SOURCE PASSAGE:
Survey of Skin Preparation Technique during Neuraxial Procedures
Abstract Number: 14
Abstract Type: Original Research
Objective: Assess the current practices and beliefs of a group of practitioners using skin cleanser solutions before neuraxial procedures such as lumbar puncture, spinal anesthesia or combined spinal and epidural anesthesia. There is controversy surrounding the negative effects of chlorhexidine on the spinal cord. The ideal skin preparation for neuraxial techniques is one which prevents infection with no measurable toxicity. Whereas previous studies have shown chlorhexidine to be a superior antiseptic compared to iodine based compounds, intrathecal neurotoxicity has not been studied. Furthermore, there is no FDA approved antiseptic solution for neuraxial techniques. The impact on clinical decision making has not been studied.
Methods: An anonymized, IRB approved survey was distributed to clinical care providers from the Department of Anesthesiology and Critical Care Medicine at the Johns Hopkins Hospital-Broadway performing neuraxial techniques. The survey asked respondents various questions pertaining to practices and perceptions of skin preparation compounds.

QUESTIONS TO ANSWER:
1. Print the part of the skin preparation survey abstract starting at "Methods: An anonymized, IRB" and ending at "skin preparation compounds.".
2. According to the skin preparation survey abstract, why is chlorhexidine's use before neuraxial procedures still uncertain, even though studies found it to be a better antiseptic than iodine-based compounds?
3. Rewrite the paragraph of the skin preparation survey abstract that begins "Methods: An anonymized" as a short list, keeping its main facts.
You won't need the entries that follow this text.

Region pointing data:

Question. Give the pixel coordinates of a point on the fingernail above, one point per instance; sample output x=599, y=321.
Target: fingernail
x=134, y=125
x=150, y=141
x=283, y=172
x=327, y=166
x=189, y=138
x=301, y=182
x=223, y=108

ANSWERS TO THE PROBLEMS:
1.
Methods: An anonymized, IRB approved survey was distributed to clinical care providers from the Department of Anesthesiology and Critical Care Medicine at the Johns Hopkins Hospital-Broadway performing neuraxial techniques. The survey asked respondents various questions pertaining to practices and perceptions of skin preparation compounds.

2. Its intrathecal neurotoxicity has not been studied, and there is controversy about its negative effects on the spinal cord. The text also notes that no antiseptic solution is FDA approved for neuraxial techniques.

3.
- Survey: anonymized and IRB approved
- Given to: clinical care providers who perform neuraxial techniques, in the Department of Anesthesiology and Critical Care Medicine at the Johns Hopkins Hospital-Broadway
- Topics: practices and perceptions of skin preparation compounds